Directions for this task - Copy out word for word everything from the line that contains "Reviewer note: see that each instance of the mirror" down to the last of the lines below.
::: The records :::
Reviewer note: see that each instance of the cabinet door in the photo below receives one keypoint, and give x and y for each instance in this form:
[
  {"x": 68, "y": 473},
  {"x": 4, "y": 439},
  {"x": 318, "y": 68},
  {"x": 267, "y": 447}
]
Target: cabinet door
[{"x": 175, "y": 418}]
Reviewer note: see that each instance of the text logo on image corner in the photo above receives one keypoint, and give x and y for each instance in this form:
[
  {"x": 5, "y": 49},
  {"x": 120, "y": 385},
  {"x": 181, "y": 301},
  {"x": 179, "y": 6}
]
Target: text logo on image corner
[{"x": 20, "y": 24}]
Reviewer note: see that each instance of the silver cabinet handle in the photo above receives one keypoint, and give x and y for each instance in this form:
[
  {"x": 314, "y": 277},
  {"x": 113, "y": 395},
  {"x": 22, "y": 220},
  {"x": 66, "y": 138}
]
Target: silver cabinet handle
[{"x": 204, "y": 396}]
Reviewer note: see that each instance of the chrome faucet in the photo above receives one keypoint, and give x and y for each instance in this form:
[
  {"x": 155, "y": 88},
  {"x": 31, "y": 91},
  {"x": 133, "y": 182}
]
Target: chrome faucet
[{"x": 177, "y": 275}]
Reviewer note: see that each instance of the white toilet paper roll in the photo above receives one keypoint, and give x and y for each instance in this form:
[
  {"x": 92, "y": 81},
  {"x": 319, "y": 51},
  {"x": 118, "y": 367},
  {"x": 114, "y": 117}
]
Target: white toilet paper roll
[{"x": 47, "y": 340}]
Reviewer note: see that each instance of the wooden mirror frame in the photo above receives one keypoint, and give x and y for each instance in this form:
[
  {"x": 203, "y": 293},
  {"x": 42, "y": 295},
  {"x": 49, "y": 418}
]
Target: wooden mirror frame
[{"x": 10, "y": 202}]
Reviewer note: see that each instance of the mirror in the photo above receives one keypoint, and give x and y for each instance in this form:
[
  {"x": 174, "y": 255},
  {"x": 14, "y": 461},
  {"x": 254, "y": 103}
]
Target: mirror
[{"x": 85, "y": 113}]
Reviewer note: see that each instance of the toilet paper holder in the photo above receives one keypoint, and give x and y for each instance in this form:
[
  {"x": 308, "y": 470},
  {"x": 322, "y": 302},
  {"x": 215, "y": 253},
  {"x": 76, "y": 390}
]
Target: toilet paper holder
:::
The reply -
Reviewer note: see that each instance of the mirror in the photo above receives one keypoint, and give x and y for each instance in this form:
[
  {"x": 174, "y": 255},
  {"x": 14, "y": 461},
  {"x": 254, "y": 103}
]
Target: mirror
[{"x": 85, "y": 113}]
Reviewer note: see that each instance of the toilet paper holder in the photo above receives one keypoint, and give x and y for each instance in this form:
[
  {"x": 308, "y": 470},
  {"x": 322, "y": 302},
  {"x": 215, "y": 253},
  {"x": 76, "y": 390}
]
Target: toilet paper holder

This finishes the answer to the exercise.